Segment Start: Exercise input
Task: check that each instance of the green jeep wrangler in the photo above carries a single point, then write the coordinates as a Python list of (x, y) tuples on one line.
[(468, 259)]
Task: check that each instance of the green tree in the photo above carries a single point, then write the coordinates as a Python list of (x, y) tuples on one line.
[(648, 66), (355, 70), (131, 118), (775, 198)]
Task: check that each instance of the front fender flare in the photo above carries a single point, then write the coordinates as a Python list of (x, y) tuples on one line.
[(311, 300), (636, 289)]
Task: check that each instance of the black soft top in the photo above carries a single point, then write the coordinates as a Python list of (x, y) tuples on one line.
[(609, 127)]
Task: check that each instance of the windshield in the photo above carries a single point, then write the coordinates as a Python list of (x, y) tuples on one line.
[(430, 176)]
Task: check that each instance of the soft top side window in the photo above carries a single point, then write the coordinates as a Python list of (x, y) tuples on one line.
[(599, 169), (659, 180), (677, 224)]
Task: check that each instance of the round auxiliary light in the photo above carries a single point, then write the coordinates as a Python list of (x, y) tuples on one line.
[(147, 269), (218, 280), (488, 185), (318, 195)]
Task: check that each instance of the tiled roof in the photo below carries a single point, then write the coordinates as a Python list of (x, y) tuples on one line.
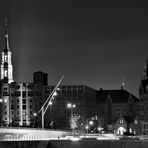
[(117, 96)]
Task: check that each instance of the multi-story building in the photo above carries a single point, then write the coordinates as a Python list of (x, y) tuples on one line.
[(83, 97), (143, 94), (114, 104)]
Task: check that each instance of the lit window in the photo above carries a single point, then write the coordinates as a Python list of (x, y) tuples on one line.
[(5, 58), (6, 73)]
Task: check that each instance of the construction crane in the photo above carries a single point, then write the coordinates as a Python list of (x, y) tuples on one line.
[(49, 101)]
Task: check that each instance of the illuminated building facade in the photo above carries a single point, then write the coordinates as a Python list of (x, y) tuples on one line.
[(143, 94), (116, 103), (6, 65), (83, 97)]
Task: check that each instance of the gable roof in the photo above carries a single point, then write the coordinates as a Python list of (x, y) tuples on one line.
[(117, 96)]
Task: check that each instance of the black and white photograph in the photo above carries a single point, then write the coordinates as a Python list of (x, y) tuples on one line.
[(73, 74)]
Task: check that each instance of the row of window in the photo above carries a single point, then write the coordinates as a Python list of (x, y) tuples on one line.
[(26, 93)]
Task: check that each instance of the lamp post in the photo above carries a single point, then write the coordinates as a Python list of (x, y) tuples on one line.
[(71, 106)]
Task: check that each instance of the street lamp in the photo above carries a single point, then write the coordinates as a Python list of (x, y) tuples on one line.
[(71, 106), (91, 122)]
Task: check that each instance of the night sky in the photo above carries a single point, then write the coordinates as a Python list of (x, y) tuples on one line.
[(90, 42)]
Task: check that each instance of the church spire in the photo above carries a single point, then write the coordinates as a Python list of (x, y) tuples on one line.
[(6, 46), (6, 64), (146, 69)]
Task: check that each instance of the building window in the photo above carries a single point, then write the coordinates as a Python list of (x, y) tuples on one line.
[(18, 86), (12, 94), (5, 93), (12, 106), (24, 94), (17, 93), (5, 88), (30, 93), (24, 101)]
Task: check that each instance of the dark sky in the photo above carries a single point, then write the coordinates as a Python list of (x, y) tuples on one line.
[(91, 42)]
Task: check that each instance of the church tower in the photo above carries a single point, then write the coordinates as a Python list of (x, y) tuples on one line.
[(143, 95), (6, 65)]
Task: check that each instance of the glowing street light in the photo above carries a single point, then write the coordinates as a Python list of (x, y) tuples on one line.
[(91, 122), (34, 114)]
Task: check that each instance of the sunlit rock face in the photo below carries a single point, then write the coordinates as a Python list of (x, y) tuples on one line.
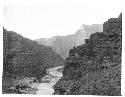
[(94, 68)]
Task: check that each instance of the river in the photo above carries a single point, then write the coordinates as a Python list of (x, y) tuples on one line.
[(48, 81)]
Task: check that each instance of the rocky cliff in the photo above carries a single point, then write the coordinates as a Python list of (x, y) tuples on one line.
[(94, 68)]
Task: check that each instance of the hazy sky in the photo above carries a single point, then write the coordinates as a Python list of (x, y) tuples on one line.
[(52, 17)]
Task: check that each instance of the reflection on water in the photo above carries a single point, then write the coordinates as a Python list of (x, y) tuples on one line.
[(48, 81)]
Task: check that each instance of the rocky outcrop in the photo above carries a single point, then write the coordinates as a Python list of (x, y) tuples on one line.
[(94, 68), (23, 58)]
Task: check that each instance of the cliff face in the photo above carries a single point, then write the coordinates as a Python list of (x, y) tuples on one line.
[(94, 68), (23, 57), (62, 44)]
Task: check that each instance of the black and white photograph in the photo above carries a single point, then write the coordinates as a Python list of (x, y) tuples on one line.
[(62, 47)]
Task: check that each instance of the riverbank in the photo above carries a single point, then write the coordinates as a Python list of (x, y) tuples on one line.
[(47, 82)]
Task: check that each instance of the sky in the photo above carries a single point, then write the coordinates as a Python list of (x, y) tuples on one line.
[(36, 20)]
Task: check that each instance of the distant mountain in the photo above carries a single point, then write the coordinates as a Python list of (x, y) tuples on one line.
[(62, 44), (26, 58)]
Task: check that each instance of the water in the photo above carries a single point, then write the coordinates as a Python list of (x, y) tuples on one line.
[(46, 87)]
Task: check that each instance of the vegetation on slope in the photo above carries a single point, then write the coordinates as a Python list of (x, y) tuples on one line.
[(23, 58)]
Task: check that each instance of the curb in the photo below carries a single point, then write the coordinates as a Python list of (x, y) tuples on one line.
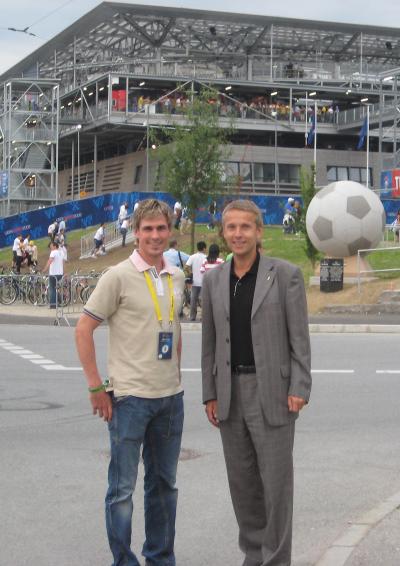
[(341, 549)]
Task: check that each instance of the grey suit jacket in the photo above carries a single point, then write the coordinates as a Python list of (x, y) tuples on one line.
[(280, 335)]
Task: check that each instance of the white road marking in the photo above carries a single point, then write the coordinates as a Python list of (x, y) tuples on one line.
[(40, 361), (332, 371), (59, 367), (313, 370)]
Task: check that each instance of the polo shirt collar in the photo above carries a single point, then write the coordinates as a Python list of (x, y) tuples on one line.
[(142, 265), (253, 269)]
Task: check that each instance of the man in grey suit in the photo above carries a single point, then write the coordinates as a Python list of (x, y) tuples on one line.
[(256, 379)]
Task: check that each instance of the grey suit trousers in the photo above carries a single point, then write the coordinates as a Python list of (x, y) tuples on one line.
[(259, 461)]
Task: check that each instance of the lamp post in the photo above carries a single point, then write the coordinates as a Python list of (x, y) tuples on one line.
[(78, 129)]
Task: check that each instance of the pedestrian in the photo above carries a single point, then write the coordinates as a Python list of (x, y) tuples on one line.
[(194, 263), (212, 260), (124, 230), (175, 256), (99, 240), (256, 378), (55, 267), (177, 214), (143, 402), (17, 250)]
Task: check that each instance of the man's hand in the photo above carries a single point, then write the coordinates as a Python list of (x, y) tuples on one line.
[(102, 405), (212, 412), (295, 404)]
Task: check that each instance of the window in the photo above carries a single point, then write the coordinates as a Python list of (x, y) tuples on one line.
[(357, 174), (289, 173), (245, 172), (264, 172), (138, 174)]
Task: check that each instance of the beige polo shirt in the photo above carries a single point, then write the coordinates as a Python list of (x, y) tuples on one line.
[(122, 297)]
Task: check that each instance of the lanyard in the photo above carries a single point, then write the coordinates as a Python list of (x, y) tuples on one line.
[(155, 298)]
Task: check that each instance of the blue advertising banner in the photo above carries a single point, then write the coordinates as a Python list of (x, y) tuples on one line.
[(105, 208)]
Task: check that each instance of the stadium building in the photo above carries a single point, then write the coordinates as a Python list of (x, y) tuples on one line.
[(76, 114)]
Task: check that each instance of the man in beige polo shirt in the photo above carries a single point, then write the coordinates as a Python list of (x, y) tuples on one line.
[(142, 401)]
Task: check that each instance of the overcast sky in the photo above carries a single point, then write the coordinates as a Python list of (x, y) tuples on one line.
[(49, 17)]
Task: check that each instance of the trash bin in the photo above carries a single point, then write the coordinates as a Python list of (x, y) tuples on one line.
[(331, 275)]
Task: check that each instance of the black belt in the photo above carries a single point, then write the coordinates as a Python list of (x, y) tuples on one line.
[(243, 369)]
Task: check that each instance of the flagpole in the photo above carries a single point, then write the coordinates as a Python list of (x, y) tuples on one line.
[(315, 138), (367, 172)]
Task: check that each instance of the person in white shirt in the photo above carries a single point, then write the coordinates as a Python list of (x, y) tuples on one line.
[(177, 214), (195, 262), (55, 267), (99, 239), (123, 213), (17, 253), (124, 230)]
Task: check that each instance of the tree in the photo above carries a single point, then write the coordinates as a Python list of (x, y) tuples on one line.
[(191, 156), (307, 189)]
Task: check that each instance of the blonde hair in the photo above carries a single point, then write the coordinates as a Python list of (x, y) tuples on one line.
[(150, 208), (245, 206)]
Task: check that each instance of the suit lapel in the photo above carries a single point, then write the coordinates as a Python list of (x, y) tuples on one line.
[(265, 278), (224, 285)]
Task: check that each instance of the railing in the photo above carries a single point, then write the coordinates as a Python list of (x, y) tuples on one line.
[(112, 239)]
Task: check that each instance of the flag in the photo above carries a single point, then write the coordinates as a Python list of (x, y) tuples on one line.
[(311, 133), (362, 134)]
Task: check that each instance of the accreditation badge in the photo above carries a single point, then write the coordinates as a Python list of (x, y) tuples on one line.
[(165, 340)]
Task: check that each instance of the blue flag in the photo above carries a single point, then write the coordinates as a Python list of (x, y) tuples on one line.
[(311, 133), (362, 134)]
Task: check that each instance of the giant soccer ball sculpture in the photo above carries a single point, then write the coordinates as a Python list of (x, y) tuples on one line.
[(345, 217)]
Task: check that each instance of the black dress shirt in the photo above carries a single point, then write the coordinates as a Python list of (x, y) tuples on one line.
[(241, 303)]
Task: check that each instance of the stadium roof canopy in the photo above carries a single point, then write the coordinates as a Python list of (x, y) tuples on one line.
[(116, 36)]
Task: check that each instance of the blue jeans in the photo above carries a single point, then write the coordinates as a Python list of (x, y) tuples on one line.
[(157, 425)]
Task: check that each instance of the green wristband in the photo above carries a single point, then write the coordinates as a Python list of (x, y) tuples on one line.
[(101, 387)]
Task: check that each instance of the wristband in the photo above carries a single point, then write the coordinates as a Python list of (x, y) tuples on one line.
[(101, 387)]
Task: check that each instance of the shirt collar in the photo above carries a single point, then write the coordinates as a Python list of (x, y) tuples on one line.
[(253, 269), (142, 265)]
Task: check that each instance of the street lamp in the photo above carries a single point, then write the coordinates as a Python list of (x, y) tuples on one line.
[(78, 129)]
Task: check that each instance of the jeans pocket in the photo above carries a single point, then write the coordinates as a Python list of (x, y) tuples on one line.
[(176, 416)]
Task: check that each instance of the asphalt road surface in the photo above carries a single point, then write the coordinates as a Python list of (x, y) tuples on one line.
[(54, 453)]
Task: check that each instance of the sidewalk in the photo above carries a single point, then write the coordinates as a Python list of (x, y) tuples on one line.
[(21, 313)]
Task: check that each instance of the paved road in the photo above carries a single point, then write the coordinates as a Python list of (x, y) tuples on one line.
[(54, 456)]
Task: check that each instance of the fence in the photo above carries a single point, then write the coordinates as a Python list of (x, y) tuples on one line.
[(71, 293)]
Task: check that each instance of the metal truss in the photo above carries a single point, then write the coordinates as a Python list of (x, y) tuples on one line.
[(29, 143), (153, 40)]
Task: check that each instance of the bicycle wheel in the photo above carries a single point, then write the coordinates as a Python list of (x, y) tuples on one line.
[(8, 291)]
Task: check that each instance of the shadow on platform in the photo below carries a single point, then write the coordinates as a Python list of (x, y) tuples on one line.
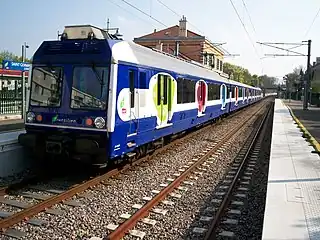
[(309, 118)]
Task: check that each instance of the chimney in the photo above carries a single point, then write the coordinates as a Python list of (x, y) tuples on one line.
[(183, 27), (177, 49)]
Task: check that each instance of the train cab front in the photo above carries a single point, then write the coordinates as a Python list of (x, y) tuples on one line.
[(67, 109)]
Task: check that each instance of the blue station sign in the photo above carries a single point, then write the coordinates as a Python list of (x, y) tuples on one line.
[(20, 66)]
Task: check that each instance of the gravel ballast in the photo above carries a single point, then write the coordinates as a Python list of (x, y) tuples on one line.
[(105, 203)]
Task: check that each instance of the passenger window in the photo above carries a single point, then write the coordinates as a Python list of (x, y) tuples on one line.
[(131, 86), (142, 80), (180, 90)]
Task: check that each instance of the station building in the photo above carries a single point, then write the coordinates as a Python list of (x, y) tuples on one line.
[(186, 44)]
Segment End: Exercise input
=== Exercise description ===
With pictures omitted, restate word for word every line above from the one containing "Task: check that each instance of the shadow" to the end of the entries.

=== Result of this exercise ===
Task: check that each instance of the shadow on platform in the photo below carries a single point, then write the coordinates as a Python list of (x, y) tuples on one line.
[(309, 118)]
Task: check that each instance of the chimney in the photo above carries a single point, then write the coordinates as a Python list of (x, y) tuples on one line.
[(183, 27), (177, 49)]
Task: check that each instance of the train cab front in the photo above carries a single point, then write the coordinates as a Python list of (x, y) tuples on one line.
[(67, 109)]
Task: check that each instance of the blue station sign in the photo above carries a single point, then write the coordinates as a Python list of (x, y) tuples on one line.
[(20, 66)]
Task: check that each instance of the gravel ballast in the photo above carries a single point, then write the coordinates as a Python list of (x, y) tuples on one line.
[(105, 203)]
Task: check that each instance of the passenger window in the photo above carries a single point, then write the coordinates as a Python list of (x, y) tuples on one line.
[(131, 86), (142, 80), (180, 90)]
Task: check that each instance of the station building in the photo above carries a single point, then write the coordinates as a Python list of (x, y) tuples on one line.
[(186, 44)]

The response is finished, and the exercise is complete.